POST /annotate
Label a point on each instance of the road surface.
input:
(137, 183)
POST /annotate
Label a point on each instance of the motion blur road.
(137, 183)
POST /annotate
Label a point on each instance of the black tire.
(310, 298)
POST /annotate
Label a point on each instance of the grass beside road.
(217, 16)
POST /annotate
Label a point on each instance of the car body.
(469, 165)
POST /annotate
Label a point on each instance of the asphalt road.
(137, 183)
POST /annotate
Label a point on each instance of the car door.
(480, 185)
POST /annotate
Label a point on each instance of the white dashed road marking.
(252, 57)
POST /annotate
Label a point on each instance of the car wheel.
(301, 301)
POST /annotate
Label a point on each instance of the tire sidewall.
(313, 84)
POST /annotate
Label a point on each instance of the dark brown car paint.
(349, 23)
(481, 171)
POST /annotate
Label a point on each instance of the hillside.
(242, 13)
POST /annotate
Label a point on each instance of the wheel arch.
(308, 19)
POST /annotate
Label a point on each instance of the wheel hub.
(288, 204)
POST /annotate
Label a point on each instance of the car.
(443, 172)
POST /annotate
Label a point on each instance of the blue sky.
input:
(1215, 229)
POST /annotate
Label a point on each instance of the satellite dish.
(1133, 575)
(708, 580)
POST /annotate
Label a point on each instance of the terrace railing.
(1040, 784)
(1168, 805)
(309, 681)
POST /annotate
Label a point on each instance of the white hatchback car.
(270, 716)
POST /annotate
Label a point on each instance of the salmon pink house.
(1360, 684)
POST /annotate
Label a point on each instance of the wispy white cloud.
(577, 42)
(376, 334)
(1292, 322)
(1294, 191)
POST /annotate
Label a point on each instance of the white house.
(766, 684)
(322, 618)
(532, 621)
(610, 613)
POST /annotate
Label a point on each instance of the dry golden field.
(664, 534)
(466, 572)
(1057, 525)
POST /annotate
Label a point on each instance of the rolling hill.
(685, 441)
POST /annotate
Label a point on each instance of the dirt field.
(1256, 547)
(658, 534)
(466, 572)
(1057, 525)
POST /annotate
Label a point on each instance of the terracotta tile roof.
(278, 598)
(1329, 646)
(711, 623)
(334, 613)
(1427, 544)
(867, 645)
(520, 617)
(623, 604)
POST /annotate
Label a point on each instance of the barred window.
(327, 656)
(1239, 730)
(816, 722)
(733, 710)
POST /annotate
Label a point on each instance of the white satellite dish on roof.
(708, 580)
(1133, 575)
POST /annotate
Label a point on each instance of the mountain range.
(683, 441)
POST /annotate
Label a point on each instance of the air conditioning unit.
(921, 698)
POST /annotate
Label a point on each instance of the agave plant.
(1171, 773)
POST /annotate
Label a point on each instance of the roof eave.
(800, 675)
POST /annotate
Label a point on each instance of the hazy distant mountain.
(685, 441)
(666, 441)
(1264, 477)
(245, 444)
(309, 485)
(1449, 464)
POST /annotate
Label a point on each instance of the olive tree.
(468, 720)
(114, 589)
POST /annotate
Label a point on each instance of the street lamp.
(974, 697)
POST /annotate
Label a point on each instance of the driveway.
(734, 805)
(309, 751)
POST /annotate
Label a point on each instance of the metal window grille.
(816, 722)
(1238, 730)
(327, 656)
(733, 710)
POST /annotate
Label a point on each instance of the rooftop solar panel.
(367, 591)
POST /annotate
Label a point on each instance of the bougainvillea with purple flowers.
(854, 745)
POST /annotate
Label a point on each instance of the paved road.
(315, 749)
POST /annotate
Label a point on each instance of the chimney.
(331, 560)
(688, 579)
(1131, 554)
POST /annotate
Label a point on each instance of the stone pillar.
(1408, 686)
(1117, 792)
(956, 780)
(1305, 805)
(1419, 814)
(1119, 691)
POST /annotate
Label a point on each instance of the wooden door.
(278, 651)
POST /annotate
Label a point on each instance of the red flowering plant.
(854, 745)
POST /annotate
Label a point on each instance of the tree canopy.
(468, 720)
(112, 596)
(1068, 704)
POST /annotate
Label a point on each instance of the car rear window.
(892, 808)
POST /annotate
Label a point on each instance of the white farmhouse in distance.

What this task involves: Type out the entries again, word for word.

Result of the exercise:
POST /annotate
Label a point on each instance of the road surface.
input:
(137, 183)
POST /annotate
Label a point on each instance of the motion blur road.
(137, 183)
POST /annotate
Label a point on each instance of the black tire.
(310, 298)
POST /annotate
Label a point on each instance of the grass beside road.
(217, 16)
POST /annotate
Label a point on each instance of the car body.
(469, 165)
POST /annotate
Label a point on each instance of the asphalt road.
(137, 183)
POST /annotate
Label a point on each instance of the car door.
(480, 185)
POST /annotate
Label a point on each instance of the white dashed road marking.
(252, 57)
POST /annotate
Label a point on each instance of the car wheel.
(301, 301)
POST /annotate
Label a point on each instance of the tire sidewall.
(313, 84)
POST /annotate
Label a point on each instance of the dark brown car paint.
(349, 23)
(481, 171)
POST /annotate
Label a point on each instance of the hillside.
(242, 13)
POST /annotate
Label a point on each instance of the wheel arch.
(308, 19)
POST /annotate
Label a point on each instance of the wheel hub.
(288, 204)
POST /annotate
Label a point on each instance of the car.
(443, 172)
POST /annotate
Label a point on each instance of the blue sky.
input:
(1215, 229)
POST /annotate
Label a point on each instance of the satellite dish.
(1133, 575)
(708, 580)
POST /annotate
Label a point on each instance of the terrace railing.
(1040, 784)
(1168, 805)
(309, 681)
POST /annotate
Label a point on each instance of the white hatchback car.
(270, 716)
POST /annotate
Label a point on each instance of the salmon pink house.
(1360, 684)
POST /annotate
Label a point on each instance of the wispy white cloud.
(577, 42)
(376, 334)
(1292, 322)
(1294, 191)
POST /annotate
Label a point on each instance of the white house.
(766, 684)
(322, 618)
(532, 621)
(610, 613)
POST /annotate
Label a point on each instance of the dry golden field.
(664, 534)
(466, 572)
(1057, 525)
POST /annotate
Label a point on each instance of the rolling hill.
(685, 441)
POST /annotate
Label a point on each instance of the dirt field.
(1256, 547)
(658, 534)
(466, 572)
(1057, 525)
POST /annotate
Label a point on each instance of the terracotta tile roof.
(278, 598)
(1329, 646)
(711, 623)
(334, 613)
(1427, 544)
(867, 645)
(520, 617)
(623, 604)
POST /annotate
Label a point on each instance of the barred window.
(327, 656)
(1239, 730)
(816, 722)
(733, 710)
POST /annotate
Label a point on each instance of the white satellite dish on roof.
(708, 580)
(1133, 575)
POST /annotate
Label a point on each instance of the mountain range.
(683, 441)
POST /annotate
Label a point on each instance of the air conditioning unit.
(921, 698)
POST /annotate
Label a point on each instance of the agave plant.
(1171, 773)
POST /annotate
Label a point on each instance of the roof eave.
(800, 675)
POST /annotate
Label a point on each instance of the hazy distant mountain.
(685, 441)
(666, 441)
(1264, 477)
(245, 444)
(309, 485)
(1449, 464)
POST /annotate
Label a point on each instance of the olive tree.
(468, 720)
(114, 589)
POST /annotate
Label a point on each instance of the street lamp.
(974, 697)
POST /annotate
Label a point on each instance of the driveway.
(734, 805)
(309, 751)
POST /annotate
Label a point on each instance of the metal window grille.
(816, 722)
(1238, 730)
(327, 656)
(733, 710)
POST /annotate
Label a point on each instance of the rooftop solar panel.
(367, 591)
POST /annotate
Label a point on each instance of the bougainvillea with purple flowers.
(854, 745)
POST /annotate
Label a point on each instance of the paved road.
(315, 749)
POST /annotate
Label a point on each instance of the chimney.
(331, 560)
(688, 579)
(1131, 554)
POST /annotate
Label a point on each instance of the stone pillar.
(1408, 686)
(1117, 792)
(956, 780)
(1305, 805)
(1419, 814)
(1119, 691)
POST /annotate
Label a point on each instance of the wooden door.
(278, 651)
POST /annotate
Label a point on each instance of the red flowering plant.
(854, 745)
POST /annotate
Label a point on each instance of the tree canopy.
(468, 720)
(112, 596)
(1068, 704)
POST /annotate
Label a point on each instance of the car rear window.
(892, 808)
POST /annotate
Label a point on each instance of the white farmhouse in distance.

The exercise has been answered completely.